## EXERCISE GOAL
Within the entries below, the lines from the one with "Target: hedge" through the one with "like [389, 213]." are to be set down exactly, both ends kept.

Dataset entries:
========================================
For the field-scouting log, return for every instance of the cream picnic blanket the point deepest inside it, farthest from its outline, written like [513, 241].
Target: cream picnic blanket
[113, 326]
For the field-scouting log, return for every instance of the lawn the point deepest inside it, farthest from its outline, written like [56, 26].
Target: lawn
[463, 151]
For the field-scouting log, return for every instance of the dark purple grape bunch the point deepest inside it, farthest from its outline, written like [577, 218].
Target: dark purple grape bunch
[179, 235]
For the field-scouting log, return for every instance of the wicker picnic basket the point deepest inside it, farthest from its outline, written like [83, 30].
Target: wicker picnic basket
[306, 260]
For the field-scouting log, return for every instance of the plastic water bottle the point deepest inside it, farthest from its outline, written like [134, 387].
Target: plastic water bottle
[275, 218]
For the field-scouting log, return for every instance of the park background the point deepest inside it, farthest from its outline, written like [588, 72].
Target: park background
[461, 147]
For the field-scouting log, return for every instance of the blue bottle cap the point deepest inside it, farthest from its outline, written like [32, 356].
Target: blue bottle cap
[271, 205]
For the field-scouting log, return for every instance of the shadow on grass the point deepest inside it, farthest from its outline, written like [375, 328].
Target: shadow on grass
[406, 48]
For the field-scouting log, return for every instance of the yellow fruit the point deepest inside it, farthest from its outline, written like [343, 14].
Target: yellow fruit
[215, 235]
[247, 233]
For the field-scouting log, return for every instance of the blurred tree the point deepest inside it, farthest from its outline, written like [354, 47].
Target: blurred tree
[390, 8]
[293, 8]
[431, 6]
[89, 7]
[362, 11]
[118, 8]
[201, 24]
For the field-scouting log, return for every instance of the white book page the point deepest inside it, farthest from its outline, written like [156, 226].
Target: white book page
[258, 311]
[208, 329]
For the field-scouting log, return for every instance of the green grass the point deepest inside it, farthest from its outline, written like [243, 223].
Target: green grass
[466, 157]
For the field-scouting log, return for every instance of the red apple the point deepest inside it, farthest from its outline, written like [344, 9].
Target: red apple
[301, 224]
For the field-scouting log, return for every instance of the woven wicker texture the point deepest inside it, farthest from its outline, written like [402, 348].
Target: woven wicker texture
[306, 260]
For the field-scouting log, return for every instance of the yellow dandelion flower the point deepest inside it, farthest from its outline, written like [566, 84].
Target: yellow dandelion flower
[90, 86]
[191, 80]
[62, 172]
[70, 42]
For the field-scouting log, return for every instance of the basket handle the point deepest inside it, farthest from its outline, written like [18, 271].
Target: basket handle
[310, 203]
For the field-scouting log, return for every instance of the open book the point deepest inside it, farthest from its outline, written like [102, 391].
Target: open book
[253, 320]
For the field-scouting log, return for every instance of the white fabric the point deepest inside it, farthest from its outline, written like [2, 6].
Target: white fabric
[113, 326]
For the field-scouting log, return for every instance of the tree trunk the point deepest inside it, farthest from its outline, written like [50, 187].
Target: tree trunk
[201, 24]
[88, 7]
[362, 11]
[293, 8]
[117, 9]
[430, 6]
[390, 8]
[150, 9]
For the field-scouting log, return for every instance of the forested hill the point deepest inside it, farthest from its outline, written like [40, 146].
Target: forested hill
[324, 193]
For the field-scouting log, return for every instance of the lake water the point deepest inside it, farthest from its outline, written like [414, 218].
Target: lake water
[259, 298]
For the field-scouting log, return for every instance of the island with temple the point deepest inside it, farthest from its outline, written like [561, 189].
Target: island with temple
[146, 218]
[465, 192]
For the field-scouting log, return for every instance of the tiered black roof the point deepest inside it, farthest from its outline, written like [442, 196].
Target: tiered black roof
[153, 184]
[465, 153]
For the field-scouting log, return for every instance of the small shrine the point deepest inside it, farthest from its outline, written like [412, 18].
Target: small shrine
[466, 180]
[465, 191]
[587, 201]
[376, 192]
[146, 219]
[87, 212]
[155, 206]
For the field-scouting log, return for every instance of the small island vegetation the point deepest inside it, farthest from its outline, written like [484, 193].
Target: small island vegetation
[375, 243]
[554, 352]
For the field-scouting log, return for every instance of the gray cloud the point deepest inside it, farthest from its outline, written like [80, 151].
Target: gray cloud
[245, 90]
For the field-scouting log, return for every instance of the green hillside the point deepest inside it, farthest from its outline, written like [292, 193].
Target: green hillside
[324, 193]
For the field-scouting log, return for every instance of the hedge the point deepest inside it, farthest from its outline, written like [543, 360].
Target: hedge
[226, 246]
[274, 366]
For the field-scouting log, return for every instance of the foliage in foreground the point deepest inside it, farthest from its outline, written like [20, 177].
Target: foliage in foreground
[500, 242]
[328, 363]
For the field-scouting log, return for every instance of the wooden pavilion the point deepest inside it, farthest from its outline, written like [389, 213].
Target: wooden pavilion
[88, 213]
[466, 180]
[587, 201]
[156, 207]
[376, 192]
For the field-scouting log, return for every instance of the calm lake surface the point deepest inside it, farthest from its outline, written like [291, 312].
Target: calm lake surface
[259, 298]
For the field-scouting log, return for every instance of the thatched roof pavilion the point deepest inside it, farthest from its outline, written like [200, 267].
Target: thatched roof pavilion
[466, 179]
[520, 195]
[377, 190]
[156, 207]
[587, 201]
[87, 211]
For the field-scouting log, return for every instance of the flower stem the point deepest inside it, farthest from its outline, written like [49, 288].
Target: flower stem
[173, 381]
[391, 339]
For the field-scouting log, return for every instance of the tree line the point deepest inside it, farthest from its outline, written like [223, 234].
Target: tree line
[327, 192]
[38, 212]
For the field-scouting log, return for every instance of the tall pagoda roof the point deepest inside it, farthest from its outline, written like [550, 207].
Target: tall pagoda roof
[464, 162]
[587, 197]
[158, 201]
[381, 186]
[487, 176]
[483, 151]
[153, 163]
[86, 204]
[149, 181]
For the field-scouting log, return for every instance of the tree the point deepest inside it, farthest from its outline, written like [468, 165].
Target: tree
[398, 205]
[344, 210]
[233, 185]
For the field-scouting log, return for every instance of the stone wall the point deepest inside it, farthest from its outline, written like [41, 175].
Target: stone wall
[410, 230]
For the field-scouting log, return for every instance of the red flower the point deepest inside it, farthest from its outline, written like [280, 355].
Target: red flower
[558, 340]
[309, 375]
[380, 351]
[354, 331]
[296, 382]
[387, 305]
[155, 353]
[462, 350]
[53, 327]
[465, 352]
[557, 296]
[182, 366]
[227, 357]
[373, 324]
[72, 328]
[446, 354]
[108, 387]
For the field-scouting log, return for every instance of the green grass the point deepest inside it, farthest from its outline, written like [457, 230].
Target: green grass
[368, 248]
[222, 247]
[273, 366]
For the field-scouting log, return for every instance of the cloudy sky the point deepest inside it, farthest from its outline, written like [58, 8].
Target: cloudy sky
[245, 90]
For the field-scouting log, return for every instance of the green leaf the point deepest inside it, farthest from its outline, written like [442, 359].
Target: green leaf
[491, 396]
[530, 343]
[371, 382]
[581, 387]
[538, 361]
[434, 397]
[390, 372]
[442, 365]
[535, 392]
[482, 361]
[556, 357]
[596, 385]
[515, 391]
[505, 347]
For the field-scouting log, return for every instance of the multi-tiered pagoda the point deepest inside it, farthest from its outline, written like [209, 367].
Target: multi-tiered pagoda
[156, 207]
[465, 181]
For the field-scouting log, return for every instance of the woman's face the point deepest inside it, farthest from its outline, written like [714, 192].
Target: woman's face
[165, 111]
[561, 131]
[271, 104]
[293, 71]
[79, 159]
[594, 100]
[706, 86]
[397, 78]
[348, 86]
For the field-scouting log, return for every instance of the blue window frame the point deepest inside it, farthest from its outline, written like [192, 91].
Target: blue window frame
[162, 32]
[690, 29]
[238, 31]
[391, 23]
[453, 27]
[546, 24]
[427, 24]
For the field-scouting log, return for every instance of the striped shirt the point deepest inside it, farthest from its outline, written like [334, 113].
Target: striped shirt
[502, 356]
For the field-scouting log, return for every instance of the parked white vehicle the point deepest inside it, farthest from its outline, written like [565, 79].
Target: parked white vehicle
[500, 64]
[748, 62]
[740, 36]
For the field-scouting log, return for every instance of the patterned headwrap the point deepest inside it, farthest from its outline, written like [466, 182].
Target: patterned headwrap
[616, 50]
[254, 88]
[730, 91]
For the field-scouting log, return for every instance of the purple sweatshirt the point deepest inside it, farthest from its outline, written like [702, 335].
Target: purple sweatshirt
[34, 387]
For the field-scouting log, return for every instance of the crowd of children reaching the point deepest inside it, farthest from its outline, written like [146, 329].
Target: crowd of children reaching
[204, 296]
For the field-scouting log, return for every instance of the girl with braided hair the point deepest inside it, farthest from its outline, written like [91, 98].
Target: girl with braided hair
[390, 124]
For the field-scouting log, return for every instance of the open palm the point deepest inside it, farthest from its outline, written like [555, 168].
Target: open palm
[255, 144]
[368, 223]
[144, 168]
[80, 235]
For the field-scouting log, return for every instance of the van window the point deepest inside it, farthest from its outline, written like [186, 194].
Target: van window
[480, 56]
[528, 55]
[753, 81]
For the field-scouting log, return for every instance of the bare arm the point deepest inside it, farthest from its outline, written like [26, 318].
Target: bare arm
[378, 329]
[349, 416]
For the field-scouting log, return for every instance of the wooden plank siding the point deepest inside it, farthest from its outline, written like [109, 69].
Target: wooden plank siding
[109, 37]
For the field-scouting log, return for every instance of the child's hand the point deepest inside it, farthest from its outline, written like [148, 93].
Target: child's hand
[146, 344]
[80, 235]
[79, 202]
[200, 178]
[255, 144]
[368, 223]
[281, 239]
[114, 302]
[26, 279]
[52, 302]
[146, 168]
========================================
## RESULT OF THE TASK
Target: hedge
[226, 246]
[274, 366]
For the field-scouting log, return for every instance of the foliage in foreground the point deepest inside it, farthest from its outline, written like [20, 177].
Target: foliage in foreground
[500, 242]
[328, 363]
For the field-scouting log, return for every instance of the wooden pavilion the point deepest inside it, farthest from its outline, written like [389, 213].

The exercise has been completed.